▶ Saved entries:

*** Begin section ***

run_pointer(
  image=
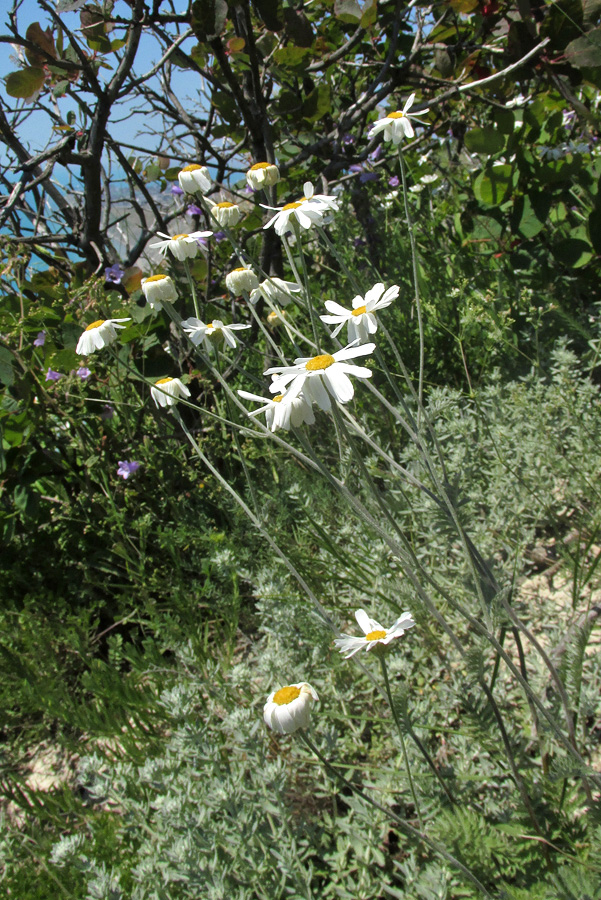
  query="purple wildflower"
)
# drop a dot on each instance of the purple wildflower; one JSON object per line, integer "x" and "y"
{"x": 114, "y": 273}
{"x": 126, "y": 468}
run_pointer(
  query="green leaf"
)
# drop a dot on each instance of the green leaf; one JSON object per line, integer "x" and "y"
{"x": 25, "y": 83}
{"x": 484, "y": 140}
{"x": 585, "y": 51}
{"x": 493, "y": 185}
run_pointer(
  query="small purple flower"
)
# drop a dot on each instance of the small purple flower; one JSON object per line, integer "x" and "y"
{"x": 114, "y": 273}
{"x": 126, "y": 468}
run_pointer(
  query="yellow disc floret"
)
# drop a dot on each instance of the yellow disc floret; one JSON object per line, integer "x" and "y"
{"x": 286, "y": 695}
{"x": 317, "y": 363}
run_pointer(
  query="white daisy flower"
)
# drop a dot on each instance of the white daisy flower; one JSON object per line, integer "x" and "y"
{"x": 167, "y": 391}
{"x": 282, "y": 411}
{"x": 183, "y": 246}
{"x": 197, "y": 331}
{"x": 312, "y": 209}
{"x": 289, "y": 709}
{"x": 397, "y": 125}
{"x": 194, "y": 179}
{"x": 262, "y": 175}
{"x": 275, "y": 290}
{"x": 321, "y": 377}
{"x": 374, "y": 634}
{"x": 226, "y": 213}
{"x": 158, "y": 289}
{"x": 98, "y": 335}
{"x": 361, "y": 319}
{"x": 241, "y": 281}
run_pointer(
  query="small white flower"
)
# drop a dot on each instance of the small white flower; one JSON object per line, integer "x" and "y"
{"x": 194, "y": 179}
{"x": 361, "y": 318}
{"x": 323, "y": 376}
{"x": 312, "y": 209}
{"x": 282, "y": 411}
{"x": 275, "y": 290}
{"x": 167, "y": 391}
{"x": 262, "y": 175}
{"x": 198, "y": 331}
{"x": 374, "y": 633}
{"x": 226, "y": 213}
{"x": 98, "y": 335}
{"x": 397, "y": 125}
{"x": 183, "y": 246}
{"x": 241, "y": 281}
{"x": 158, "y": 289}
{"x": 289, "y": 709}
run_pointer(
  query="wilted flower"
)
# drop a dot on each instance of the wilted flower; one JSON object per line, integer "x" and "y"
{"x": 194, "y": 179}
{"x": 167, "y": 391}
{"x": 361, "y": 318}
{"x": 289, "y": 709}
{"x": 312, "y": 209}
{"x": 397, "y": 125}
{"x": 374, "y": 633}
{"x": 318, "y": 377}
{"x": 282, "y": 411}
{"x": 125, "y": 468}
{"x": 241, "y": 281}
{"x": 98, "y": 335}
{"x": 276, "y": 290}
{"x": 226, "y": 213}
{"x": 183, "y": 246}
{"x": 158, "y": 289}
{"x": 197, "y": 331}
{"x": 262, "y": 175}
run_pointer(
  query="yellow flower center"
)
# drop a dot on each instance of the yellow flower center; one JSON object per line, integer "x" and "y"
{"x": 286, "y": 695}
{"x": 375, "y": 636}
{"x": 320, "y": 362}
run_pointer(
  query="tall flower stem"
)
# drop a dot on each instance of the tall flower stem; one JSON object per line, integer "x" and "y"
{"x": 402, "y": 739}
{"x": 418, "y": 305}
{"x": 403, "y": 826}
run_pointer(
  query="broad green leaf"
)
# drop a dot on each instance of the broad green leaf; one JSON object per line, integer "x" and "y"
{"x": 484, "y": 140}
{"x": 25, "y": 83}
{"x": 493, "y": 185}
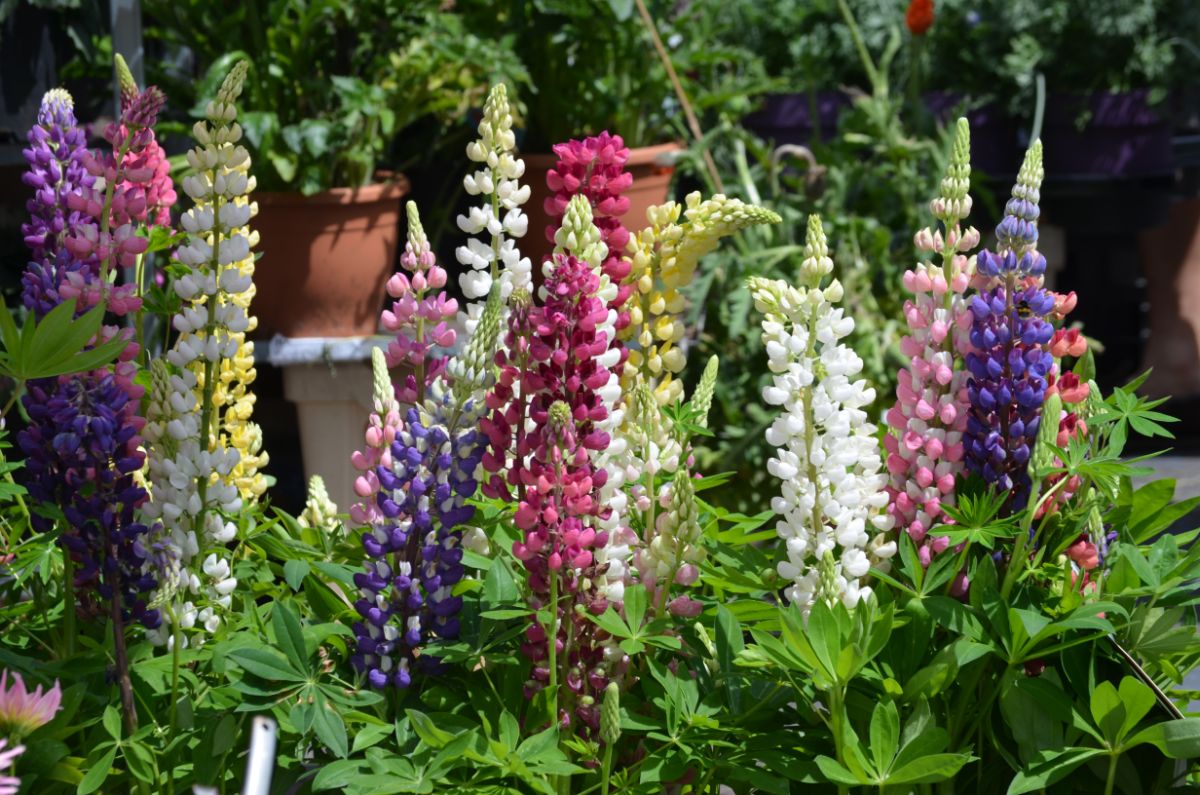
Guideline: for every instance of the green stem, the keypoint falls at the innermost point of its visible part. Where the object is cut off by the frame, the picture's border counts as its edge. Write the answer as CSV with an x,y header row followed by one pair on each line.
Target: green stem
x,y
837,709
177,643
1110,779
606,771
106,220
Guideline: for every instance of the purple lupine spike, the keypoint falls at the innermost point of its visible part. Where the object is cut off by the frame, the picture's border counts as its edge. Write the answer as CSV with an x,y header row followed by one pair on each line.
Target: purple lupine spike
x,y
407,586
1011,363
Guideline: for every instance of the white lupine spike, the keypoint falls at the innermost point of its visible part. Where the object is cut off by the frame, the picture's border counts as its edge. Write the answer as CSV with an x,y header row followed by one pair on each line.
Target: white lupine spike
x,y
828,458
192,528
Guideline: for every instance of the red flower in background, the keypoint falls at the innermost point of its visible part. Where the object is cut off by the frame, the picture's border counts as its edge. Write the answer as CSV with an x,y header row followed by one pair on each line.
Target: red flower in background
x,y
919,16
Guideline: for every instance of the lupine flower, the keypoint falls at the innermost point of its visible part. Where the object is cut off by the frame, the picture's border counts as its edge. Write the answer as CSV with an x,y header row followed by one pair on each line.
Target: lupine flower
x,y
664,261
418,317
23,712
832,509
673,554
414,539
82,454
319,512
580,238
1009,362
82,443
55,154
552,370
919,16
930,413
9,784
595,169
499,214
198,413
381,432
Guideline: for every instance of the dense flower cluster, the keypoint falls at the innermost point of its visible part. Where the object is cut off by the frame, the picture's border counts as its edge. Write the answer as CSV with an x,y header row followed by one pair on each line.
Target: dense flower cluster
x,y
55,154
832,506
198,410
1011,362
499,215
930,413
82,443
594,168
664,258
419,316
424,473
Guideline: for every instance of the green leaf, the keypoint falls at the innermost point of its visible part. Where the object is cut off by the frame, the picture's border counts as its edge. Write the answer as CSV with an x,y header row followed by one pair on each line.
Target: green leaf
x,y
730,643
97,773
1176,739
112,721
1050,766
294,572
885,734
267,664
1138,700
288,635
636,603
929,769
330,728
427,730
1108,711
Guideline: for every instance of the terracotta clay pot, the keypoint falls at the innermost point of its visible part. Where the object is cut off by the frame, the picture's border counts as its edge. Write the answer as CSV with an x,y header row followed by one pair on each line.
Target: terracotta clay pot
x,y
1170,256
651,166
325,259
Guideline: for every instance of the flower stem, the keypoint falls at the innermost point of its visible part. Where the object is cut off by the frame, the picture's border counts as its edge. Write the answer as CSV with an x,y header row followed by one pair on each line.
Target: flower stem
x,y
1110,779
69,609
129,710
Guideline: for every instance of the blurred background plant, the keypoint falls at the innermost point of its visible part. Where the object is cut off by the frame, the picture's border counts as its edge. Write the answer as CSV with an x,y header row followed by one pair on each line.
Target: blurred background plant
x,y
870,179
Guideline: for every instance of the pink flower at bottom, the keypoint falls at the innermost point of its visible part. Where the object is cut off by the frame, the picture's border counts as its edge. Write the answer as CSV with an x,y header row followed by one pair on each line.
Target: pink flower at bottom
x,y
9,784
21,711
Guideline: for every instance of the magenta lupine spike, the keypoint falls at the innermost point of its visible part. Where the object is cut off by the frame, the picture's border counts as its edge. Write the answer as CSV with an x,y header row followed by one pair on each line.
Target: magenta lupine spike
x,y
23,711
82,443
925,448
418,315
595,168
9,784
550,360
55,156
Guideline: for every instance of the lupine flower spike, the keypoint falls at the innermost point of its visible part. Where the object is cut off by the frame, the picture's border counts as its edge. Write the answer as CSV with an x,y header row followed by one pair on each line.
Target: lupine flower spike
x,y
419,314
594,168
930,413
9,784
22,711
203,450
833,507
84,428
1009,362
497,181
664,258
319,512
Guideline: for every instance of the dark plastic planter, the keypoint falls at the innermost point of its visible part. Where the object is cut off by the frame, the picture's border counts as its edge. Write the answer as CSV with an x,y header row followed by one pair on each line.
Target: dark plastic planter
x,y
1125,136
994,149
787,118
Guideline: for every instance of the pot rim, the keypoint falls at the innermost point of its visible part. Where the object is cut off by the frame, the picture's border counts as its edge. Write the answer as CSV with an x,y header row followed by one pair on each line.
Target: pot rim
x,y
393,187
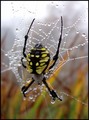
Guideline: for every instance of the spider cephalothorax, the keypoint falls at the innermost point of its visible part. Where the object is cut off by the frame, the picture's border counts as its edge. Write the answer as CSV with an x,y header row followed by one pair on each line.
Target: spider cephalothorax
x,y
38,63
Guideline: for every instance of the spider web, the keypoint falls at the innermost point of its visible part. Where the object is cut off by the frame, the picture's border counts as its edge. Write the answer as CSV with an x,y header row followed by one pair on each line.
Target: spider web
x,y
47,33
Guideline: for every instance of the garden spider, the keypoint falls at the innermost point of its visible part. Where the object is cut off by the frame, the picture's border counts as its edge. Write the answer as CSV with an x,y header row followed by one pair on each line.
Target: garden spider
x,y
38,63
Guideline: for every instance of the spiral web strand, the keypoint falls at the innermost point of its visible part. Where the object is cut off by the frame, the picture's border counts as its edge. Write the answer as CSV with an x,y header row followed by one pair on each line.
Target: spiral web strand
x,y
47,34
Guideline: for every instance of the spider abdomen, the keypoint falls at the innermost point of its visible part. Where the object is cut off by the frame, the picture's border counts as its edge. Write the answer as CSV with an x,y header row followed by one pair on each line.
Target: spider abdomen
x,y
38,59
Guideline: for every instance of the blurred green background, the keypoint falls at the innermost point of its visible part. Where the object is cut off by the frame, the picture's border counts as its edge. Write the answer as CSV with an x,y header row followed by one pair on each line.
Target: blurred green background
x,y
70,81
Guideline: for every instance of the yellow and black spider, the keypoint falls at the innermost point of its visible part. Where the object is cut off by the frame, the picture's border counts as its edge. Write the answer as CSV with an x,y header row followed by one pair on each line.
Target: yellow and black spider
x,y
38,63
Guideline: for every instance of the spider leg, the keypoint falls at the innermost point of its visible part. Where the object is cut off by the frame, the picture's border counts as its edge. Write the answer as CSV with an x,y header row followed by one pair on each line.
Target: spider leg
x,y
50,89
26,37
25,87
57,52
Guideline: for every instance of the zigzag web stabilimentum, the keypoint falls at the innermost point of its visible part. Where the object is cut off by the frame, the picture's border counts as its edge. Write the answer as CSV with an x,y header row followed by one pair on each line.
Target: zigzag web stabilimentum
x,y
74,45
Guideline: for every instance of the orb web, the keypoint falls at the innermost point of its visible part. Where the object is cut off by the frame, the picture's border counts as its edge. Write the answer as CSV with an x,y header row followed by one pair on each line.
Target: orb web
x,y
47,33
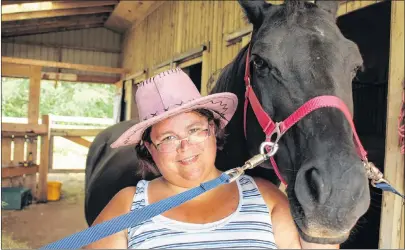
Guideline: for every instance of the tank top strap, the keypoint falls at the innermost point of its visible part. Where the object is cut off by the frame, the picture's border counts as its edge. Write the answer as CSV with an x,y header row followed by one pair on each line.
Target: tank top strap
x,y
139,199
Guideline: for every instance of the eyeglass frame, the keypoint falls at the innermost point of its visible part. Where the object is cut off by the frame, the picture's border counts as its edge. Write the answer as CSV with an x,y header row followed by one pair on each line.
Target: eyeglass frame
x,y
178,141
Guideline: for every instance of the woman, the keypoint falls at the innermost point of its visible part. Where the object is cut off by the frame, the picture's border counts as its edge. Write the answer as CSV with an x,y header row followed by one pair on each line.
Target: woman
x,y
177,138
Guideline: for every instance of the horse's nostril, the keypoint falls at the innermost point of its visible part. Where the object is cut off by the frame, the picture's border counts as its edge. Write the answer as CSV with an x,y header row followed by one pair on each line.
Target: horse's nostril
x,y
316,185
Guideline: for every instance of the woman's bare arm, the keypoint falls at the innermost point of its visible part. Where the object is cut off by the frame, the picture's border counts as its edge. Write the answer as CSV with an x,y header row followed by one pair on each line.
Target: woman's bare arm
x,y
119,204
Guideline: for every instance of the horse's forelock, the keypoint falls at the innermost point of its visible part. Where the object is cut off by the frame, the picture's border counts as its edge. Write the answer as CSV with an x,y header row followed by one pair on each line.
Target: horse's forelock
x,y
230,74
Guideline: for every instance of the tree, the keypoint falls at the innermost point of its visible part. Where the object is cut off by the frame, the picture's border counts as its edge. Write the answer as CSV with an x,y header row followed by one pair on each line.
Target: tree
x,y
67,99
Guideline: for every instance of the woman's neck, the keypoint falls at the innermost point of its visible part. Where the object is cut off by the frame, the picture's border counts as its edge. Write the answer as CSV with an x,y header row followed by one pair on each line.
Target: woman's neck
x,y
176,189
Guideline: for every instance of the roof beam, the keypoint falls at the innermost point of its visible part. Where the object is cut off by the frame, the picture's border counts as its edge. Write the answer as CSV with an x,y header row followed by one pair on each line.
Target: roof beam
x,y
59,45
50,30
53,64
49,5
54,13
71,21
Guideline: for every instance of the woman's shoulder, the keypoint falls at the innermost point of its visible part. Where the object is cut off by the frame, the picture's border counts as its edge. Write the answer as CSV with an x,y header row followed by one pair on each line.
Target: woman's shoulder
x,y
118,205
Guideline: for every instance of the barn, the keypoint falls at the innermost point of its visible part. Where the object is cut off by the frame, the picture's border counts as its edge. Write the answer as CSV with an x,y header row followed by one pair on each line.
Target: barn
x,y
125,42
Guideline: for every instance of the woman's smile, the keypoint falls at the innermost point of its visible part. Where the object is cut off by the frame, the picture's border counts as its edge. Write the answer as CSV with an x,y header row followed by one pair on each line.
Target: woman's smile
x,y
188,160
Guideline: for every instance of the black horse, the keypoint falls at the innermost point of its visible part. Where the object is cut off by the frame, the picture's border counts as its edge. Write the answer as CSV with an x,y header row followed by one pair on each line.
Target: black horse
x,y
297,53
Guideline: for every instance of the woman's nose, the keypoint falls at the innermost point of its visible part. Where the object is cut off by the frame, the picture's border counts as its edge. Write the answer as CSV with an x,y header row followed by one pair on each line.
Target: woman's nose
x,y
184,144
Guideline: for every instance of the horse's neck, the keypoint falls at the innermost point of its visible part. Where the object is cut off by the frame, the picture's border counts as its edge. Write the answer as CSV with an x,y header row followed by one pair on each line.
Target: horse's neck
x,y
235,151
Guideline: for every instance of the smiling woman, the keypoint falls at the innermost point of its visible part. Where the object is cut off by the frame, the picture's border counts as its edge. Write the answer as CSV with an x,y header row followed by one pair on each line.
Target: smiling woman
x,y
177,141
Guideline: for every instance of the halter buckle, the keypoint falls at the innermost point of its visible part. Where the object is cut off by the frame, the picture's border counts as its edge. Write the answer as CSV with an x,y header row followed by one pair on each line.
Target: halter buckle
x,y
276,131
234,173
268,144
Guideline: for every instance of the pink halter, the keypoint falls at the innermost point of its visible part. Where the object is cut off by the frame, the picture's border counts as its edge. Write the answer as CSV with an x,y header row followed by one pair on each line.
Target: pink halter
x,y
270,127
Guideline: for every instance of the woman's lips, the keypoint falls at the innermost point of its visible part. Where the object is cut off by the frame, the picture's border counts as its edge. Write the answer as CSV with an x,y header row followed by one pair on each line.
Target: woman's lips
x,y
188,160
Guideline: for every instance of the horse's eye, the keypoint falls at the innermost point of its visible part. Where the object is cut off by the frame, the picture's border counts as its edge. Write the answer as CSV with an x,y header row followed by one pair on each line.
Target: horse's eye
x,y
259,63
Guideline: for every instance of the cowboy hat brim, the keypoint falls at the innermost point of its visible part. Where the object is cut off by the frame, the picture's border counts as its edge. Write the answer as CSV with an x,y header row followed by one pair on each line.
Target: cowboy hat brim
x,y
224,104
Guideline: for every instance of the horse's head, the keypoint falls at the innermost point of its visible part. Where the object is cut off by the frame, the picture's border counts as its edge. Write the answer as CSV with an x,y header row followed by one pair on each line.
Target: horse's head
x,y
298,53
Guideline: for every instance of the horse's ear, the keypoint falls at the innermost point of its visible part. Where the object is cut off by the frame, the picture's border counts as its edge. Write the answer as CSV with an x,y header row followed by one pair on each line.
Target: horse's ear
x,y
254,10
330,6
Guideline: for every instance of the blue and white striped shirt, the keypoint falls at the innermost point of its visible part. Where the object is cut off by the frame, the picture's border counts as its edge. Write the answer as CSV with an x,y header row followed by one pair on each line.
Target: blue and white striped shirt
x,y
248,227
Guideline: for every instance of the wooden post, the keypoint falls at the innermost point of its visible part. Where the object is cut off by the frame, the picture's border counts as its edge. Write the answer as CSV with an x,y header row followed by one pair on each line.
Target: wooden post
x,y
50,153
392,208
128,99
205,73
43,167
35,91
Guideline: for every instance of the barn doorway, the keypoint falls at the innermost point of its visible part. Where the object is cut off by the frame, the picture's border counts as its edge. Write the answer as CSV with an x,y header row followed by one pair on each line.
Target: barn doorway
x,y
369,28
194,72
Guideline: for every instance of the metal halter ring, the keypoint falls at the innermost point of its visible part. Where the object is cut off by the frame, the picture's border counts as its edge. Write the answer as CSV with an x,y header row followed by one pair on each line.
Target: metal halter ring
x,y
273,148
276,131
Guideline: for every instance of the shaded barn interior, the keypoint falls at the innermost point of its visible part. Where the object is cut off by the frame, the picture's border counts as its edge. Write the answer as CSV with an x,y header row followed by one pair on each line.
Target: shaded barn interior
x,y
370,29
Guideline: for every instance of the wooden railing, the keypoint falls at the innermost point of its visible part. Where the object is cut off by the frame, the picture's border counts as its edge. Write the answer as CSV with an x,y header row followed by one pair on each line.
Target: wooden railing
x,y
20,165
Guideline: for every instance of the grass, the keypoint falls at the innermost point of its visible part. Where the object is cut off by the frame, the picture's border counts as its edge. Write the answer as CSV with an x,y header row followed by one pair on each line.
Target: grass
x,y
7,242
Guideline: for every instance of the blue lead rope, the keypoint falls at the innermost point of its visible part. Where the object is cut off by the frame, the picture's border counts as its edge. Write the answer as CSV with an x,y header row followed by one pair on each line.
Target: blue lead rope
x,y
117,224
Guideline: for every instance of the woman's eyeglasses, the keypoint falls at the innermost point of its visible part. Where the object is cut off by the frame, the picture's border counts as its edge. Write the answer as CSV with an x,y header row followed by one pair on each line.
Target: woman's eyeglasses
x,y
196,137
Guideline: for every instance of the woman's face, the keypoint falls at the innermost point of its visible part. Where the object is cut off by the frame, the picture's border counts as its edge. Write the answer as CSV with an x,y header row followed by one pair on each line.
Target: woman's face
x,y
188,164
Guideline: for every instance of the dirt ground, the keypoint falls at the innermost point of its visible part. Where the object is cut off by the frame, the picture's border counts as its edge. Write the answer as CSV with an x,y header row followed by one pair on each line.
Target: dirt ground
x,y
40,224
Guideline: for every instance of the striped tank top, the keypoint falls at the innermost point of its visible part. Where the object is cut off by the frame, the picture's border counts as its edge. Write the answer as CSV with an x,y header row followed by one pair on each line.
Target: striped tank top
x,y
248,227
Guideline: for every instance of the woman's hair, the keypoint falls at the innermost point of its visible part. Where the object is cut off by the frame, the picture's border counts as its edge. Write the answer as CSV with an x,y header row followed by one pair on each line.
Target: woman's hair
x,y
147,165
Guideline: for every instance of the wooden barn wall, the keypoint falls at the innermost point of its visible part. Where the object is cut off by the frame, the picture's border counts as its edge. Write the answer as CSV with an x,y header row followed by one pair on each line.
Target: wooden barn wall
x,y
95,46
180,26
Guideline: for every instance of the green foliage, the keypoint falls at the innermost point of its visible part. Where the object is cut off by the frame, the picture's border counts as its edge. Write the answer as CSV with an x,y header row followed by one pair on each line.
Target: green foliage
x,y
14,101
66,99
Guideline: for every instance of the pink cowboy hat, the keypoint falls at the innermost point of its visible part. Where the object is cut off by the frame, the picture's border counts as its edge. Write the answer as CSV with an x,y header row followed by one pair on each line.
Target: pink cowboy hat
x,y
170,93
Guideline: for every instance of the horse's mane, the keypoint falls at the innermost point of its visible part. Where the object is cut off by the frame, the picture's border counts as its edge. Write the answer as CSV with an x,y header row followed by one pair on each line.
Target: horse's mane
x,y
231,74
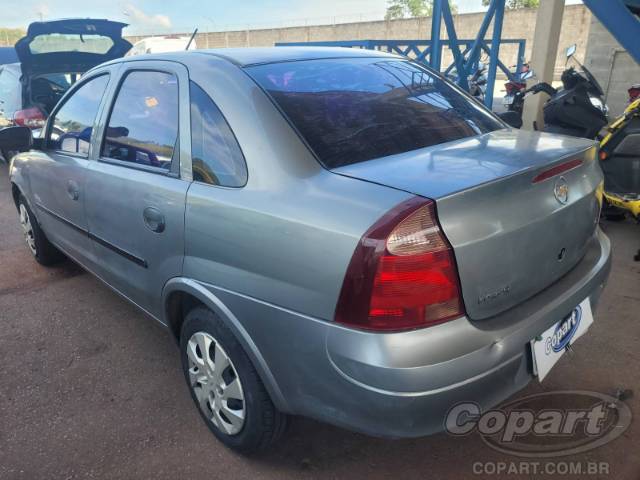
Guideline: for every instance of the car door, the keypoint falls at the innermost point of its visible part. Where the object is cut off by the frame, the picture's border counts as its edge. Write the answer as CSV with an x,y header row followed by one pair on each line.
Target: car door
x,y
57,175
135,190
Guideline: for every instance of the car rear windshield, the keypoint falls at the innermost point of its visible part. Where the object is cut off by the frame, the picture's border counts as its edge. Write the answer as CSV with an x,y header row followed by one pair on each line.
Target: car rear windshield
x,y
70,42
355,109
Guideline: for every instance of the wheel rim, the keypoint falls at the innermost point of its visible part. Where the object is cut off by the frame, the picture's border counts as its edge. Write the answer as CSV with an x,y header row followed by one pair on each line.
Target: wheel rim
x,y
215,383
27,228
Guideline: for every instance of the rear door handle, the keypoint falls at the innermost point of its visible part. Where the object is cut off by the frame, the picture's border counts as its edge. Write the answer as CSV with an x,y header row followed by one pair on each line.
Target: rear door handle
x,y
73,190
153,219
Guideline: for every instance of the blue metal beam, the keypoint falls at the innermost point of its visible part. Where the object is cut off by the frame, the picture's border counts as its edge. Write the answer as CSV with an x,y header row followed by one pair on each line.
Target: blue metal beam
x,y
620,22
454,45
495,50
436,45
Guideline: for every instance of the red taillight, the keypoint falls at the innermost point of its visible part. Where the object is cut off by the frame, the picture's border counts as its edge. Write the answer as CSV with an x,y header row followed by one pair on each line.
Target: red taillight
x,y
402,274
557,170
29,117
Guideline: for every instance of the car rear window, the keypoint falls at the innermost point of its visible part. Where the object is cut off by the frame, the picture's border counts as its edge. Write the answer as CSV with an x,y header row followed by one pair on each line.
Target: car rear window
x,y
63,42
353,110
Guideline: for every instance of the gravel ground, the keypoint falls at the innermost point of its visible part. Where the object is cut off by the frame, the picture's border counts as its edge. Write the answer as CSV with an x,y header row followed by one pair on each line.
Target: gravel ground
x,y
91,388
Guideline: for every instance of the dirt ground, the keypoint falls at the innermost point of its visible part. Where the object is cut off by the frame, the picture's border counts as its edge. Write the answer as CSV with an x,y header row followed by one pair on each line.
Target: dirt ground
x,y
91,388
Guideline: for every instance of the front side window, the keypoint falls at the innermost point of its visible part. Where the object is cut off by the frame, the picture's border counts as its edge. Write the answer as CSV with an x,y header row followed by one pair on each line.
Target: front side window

*** End section ***

Read through the data above. Report each line that has the word "query".

  query="purple wildflower"
  query="green leaf"
  query="small purple flower"
  query="yellow disc floret"
  query="white daisy flower"
  query="small white flower"
  query="wilted flower"
  query="yellow flower center"
  query="tall flower stem"
  query="broad green leaf"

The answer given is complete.